##### Supplied passage
Female genital mutilation widespread in Kerala, agents available online: report
- Female genital mutilation is reportedly carried out even at hospitals and clinics in Thiruvananthapuram
- Known as 'sunnath' or 'khatna' in Kerala, FGM is inflicted often on children who are as young as six
- Any form of FGM, if performed for non-medical reasons, is illegal under Indian law
In a shocking revelation, it has emerged that female genital mutilation (FGM) is still carried out in several parts of Kerala including Thiruvananthapuram, despite being labelled a criminal offence.
Asianet Newsable had recently reported that FMG is performed in some hospitals in Kozhikode and Malappuram in the state, based on an investigation by Sahiyo, an organisation working against the practice.
Now, reports claim that the procedure is carried out even at hospitals and clinics in Thiruvananthapuram as well, through intermediaries or agents found on several popular online forums.
##########
• Problem requirements
Please transcribe the part of the report on female genital mutilation in Kerala between "Now, reports claim" and "popular online forums.", inclusive.
##### Entries shown
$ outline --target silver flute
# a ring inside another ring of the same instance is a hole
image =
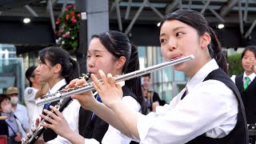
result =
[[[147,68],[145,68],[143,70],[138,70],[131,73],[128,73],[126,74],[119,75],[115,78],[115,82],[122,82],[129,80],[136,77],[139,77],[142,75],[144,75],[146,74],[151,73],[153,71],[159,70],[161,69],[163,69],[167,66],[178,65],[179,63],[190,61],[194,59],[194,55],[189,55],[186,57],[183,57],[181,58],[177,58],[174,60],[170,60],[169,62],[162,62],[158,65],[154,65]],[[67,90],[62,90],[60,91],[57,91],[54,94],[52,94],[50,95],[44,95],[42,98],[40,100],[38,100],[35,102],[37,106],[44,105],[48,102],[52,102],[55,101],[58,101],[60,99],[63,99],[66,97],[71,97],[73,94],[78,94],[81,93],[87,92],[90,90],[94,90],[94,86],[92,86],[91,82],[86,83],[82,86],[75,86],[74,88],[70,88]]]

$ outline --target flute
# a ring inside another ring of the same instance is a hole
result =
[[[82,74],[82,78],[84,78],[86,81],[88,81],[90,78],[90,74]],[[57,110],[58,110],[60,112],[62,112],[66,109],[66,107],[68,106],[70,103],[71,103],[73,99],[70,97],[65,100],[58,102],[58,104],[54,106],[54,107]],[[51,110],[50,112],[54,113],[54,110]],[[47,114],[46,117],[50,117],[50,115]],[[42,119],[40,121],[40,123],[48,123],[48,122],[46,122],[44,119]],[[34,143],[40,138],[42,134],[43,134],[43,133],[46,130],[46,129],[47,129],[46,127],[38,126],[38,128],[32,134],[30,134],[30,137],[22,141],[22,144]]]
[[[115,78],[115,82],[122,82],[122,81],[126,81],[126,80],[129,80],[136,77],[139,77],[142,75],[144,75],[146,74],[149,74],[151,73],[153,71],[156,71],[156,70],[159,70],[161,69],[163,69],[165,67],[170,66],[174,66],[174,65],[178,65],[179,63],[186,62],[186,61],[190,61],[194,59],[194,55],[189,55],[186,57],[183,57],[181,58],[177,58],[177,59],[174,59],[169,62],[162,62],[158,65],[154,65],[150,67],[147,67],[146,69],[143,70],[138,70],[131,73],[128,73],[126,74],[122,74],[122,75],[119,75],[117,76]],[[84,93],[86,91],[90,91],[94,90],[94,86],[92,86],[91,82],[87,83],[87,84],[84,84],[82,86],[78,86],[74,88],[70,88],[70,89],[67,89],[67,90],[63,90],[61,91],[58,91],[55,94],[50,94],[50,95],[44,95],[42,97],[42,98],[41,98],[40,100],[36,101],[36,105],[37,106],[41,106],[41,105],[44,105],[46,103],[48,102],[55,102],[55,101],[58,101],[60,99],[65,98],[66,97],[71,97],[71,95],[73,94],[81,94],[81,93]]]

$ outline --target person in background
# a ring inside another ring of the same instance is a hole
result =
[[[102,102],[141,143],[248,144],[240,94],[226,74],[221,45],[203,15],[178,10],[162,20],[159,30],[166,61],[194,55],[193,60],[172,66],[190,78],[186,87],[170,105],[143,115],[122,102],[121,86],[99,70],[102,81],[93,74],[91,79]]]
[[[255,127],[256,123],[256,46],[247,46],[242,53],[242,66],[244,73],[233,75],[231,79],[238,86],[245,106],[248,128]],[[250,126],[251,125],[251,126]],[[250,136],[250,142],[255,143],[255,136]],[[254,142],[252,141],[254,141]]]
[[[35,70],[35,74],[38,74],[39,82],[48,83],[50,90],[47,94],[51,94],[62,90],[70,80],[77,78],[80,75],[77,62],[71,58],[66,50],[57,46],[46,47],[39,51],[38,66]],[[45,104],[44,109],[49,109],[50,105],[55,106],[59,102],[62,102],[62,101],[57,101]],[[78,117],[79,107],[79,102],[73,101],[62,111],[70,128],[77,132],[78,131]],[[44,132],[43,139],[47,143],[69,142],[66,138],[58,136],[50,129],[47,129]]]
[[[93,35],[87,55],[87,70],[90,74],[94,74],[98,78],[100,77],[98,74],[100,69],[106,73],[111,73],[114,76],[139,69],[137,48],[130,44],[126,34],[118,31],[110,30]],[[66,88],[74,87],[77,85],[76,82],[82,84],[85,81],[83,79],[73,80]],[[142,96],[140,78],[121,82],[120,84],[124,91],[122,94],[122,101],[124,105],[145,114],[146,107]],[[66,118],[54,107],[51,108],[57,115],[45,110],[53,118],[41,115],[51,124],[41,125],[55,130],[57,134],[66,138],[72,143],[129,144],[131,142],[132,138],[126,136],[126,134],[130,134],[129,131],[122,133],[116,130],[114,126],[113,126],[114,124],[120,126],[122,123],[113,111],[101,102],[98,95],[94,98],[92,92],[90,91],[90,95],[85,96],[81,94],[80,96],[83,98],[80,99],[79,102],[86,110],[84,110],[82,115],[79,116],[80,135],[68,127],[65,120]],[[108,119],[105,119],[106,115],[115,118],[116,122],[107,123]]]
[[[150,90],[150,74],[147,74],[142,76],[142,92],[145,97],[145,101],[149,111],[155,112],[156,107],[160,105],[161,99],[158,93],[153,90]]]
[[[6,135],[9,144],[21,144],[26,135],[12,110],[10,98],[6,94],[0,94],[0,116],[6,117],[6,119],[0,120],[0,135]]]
##########
• Answer for the task
Now, reports claim that the procedure is carried out even at hospitals and clinics in Thiruvananthapuram as well, through intermediaries or agents found on several popular online forums.